Input for this task
++++++

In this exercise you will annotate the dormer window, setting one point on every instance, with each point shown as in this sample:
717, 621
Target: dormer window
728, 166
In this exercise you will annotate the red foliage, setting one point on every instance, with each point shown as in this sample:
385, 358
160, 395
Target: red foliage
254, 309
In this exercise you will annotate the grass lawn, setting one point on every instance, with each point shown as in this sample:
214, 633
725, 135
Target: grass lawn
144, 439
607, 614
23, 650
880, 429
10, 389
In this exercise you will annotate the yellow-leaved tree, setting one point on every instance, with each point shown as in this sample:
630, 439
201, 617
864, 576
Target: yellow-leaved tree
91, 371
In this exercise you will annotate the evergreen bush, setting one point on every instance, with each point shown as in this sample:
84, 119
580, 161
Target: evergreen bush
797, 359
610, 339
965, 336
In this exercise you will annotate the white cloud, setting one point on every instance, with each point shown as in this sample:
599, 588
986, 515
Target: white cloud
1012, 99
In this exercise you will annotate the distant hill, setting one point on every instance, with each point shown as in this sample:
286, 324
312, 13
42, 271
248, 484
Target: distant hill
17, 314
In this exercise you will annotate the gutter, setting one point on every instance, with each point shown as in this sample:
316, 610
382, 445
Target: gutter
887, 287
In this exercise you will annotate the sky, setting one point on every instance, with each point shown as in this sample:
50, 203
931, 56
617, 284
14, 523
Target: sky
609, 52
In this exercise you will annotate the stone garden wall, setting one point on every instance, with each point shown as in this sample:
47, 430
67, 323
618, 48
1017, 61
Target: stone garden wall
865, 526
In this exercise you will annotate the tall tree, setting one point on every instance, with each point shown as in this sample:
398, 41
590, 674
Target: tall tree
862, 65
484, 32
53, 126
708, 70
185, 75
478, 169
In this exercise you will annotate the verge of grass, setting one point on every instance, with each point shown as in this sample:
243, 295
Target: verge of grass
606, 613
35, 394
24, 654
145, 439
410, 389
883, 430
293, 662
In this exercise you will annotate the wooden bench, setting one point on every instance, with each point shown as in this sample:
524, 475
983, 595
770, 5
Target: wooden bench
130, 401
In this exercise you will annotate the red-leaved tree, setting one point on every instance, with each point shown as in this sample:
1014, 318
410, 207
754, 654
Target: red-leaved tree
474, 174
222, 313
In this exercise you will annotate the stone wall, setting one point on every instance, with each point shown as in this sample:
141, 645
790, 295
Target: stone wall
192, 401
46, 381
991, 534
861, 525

++++++

Beginning at the line that contains "In this exercise you will annotate the verge" and continuing through the end of the material, rewrite every line, requests included, scaling each answer coordinate by 1.75 and rounding to whole numbers, with halves rounded up. Leave the numbers in the requests and their format samples as they are.

The response
In this exercise you will annotate the verge of grass, setting one point on every instance, with each point shown as in this sample:
243, 295
Target: verge of grass
1061, 1073
61, 690
42, 1145
254, 768
718, 681
1545, 753
513, 1159
In this exercise you will annotate the wooden bench, setting one point on every instance, with each point shown as in this sample:
524, 475
983, 595
770, 5
Target: wooden bench
228, 702
In this exercise you will annotate the red-leaved tree, setting one point on every instance, with each point shown as in this sample:
1014, 318
410, 207
754, 654
Target: red-leaved tree
830, 305
389, 548
In this exercise you will annotate the stone wall, setting one point on every instance, with each point shown as in this sample:
141, 645
790, 295
Target: stone wall
336, 702
81, 667
1734, 935
1507, 919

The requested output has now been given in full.